● **What is needed**
Please arrange every line of the items below as a Markdown table with two columns, Row and Line, giving each line its own numbered row and leaving out blank lines.

- - - - - - -

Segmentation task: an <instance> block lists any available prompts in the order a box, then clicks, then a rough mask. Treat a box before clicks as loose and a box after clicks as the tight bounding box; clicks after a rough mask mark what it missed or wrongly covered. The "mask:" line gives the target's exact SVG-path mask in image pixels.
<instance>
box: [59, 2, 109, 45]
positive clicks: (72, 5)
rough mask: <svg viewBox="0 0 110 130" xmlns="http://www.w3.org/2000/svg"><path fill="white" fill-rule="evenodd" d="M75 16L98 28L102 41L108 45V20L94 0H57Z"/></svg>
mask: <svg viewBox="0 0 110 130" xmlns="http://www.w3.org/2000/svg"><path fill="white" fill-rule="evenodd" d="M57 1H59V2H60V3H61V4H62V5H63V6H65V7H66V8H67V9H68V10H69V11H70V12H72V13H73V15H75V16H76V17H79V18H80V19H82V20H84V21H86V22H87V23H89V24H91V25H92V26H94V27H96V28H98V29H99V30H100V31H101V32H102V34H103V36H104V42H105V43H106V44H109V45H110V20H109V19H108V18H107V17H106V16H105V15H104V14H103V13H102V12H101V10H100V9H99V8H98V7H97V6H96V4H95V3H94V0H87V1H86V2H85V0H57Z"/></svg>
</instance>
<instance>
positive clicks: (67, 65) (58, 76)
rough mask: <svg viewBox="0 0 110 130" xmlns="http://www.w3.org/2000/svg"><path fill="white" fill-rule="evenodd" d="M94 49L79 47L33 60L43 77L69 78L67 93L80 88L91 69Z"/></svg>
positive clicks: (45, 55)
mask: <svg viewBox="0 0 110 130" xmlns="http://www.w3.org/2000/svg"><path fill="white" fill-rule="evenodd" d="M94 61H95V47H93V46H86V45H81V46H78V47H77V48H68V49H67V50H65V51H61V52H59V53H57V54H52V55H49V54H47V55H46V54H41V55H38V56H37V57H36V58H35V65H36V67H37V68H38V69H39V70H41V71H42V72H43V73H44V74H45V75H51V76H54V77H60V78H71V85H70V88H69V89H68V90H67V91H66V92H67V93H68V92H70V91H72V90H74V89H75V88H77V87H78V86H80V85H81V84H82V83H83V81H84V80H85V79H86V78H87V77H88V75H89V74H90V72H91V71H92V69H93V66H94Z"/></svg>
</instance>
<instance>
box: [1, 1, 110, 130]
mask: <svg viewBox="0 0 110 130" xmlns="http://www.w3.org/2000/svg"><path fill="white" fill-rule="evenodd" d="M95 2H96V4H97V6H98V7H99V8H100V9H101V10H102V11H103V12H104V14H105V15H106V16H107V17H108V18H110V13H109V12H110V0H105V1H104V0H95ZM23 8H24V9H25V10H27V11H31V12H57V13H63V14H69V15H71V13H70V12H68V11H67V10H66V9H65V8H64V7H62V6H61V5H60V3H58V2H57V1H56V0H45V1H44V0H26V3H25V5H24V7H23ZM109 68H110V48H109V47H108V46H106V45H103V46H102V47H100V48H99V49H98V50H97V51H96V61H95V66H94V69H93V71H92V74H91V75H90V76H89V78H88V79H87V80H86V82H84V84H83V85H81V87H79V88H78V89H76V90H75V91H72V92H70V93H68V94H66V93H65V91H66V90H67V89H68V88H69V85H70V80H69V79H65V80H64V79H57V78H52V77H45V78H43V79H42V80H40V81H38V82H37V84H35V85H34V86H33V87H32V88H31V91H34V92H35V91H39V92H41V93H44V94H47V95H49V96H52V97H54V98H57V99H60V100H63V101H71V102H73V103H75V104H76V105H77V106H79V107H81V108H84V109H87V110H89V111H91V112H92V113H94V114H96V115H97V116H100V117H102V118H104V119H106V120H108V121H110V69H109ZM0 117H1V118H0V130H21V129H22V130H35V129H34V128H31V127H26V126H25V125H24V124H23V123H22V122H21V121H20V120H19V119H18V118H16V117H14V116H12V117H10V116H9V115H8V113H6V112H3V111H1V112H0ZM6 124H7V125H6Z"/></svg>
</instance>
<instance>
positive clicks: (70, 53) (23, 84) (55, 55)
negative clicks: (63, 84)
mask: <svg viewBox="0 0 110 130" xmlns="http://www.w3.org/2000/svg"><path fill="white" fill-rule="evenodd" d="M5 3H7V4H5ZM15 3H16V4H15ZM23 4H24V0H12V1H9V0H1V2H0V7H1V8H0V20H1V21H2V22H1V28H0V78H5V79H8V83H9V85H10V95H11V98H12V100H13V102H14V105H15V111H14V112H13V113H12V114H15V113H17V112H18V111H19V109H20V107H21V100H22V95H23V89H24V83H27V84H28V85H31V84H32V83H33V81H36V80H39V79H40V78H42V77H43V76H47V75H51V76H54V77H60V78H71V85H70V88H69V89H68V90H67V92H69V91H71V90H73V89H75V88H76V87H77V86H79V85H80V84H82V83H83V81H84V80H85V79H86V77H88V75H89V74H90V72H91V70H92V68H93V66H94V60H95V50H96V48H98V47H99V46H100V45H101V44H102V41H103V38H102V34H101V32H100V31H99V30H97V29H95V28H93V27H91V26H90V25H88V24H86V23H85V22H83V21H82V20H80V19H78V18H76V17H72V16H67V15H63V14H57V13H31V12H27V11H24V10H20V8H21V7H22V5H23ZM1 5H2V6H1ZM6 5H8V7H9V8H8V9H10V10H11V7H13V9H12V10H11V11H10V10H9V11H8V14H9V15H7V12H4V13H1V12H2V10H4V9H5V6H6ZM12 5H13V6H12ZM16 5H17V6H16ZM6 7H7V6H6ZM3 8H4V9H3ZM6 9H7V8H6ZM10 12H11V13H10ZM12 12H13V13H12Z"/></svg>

- - - - - - -

● **Exercise answer**
| Row | Line |
|---|---|
| 1 | Segmentation task: an <instance> block lists any available prompts in the order a box, then clicks, then a rough mask. Treat a box before clicks as loose and a box after clicks as the tight bounding box; clicks after a rough mask mark what it missed or wrongly covered. The "mask:" line gives the target's exact SVG-path mask in image pixels. |
| 2 | <instance> |
| 3 | box: [59, 2, 109, 45] |
| 4 | positive clicks: (72, 5) |
| 5 | rough mask: <svg viewBox="0 0 110 130" xmlns="http://www.w3.org/2000/svg"><path fill="white" fill-rule="evenodd" d="M75 16L98 28L102 41L108 45V20L94 0H57Z"/></svg> |
| 6 | mask: <svg viewBox="0 0 110 130" xmlns="http://www.w3.org/2000/svg"><path fill="white" fill-rule="evenodd" d="M57 1H59V2H60V3H61V4H62V5H63V6H65V7H66V8H67V9H68V10H69V11H70V12H72V13H73V15H75V16H76V17H79V18H80V19H82V20H84V21H86V22H87V23H89V24H91V25H92V26H94V27H96V28H98V29H99V30H100V31H101V32H102V34H103V36H104V42H105V43H106V44H109V45H110V20H109V19H108V18H107V17H106V16H105V15H104V14H103V13H102V12H101V10H100V9H99V8H98V7H97V6H96V4H95V3H94V0H87V1H86V2H85V0H57Z"/></svg> |
| 7 | </instance> |
| 8 | <instance> |
| 9 | positive clicks: (67, 65) (58, 76) |
| 10 | rough mask: <svg viewBox="0 0 110 130" xmlns="http://www.w3.org/2000/svg"><path fill="white" fill-rule="evenodd" d="M94 49L79 47L33 60L43 77L69 78L67 93L80 88L91 69Z"/></svg> |
| 11 | positive clicks: (45, 55) |
| 12 | mask: <svg viewBox="0 0 110 130" xmlns="http://www.w3.org/2000/svg"><path fill="white" fill-rule="evenodd" d="M94 61H95V47H93V46H86V45H81V46H78V47H77V48H68V49H67V50H65V51H61V52H59V53H57V54H52V55H49V54H47V55H46V54H41V55H38V56H37V57H36V58H35V65H36V67H37V68H38V69H39V70H41V71H42V72H43V73H44V74H45V75H51V76H54V77H60V78H71V85H70V88H69V89H68V90H67V91H66V92H67V93H68V92H70V91H72V90H74V89H75V88H77V87H78V86H80V85H81V84H82V83H83V81H84V80H85V79H86V78H87V77H88V75H89V74H90V72H91V71H92V69H93V66H94Z"/></svg> |
| 13 | </instance> |
| 14 | <instance> |
| 15 | box: [1, 1, 110, 130] |
| 16 | mask: <svg viewBox="0 0 110 130" xmlns="http://www.w3.org/2000/svg"><path fill="white" fill-rule="evenodd" d="M95 2H96V4H97V6H98V7H99V8H100V9H101V10H102V11H103V12H104V14H105V15H106V16H107V17H108V18H110V13H109V12H110V0H105V1H104V0H95ZM23 8H24V9H25V10H27V11H31V12H57V13H63V14H69V15H71V13H70V12H68V11H67V10H66V9H65V8H64V7H62V6H61V5H60V3H58V2H57V1H56V0H45V1H44V0H26V3H25V5H24V7H23ZM109 68H110V48H109V47H108V46H106V45H103V46H102V47H100V48H99V49H98V50H97V51H96V61H95V66H94V69H93V71H92V74H91V75H90V76H89V78H88V79H87V80H86V82H84V84H83V85H81V87H79V88H78V89H76V90H75V91H72V92H70V93H68V94H66V93H65V91H66V90H67V89H68V88H69V85H70V80H69V79H65V80H64V79H57V78H52V77H45V78H43V79H42V80H40V81H38V82H37V84H35V85H34V86H33V87H32V88H31V91H34V92H35V91H39V92H41V93H44V94H47V95H49V96H52V97H54V98H57V99H60V100H63V101H71V102H73V103H75V104H76V105H77V106H79V107H81V108H84V109H87V110H89V111H91V112H92V113H94V114H96V115H97V116H100V117H102V118H104V119H106V120H108V121H110V69H109ZM0 117H1V118H0V130H21V129H22V130H35V129H34V128H31V127H26V126H25V125H24V124H23V123H22V122H21V121H20V120H19V119H18V118H16V117H14V116H12V117H10V116H9V115H8V113H6V112H3V111H1V112H0ZM6 124H7V125H6Z"/></svg> |
| 17 | </instance> |
| 18 | <instance> |
| 19 | positive clicks: (70, 53) (23, 84) (55, 55) |
| 20 | negative clicks: (63, 84) |
| 21 | mask: <svg viewBox="0 0 110 130" xmlns="http://www.w3.org/2000/svg"><path fill="white" fill-rule="evenodd" d="M5 3H7V4H5ZM15 3H16V4H15ZM23 4H24V0H12V1H9V0H1V2H0V7H1V8H0V20H1V21H2V22H1V28H0V78H5V79H8V83H9V85H10V95H11V98H12V100H13V102H14V105H15V111H14V112H13V113H12V114H15V113H17V112H18V111H19V109H20V107H21V100H22V95H23V89H24V83H27V84H28V85H31V84H32V83H33V81H36V80H39V79H40V78H42V77H43V76H47V75H51V76H54V77H60V78H71V85H70V88H69V89H68V90H67V92H69V91H71V90H73V89H75V88H76V87H77V86H79V85H80V84H82V83H83V81H84V80H85V79H86V77H88V75H89V74H90V72H91V70H92V68H93V66H94V60H95V50H96V48H98V47H99V46H100V45H101V44H102V41H103V38H102V34H101V32H100V31H99V30H97V29H95V28H93V27H91V26H90V25H88V24H86V23H85V22H83V21H82V20H80V19H78V18H76V17H72V16H67V15H63V14H57V13H31V12H27V11H24V10H20V8H21V7H22V5H23ZM1 5H2V6H1ZM6 5H8V7H9V8H8V9H10V10H11V7H13V9H12V10H11V11H10V10H9V11H8V14H9V15H7V12H4V13H1V12H2V10H4V9H5V6H6ZM12 5H13V6H12ZM16 5H17V6H16ZM6 7H7V6H6ZM3 8H4V9H3ZM6 9H7V8H6ZM10 12H11V13H10ZM12 12H13V13H12Z"/></svg> |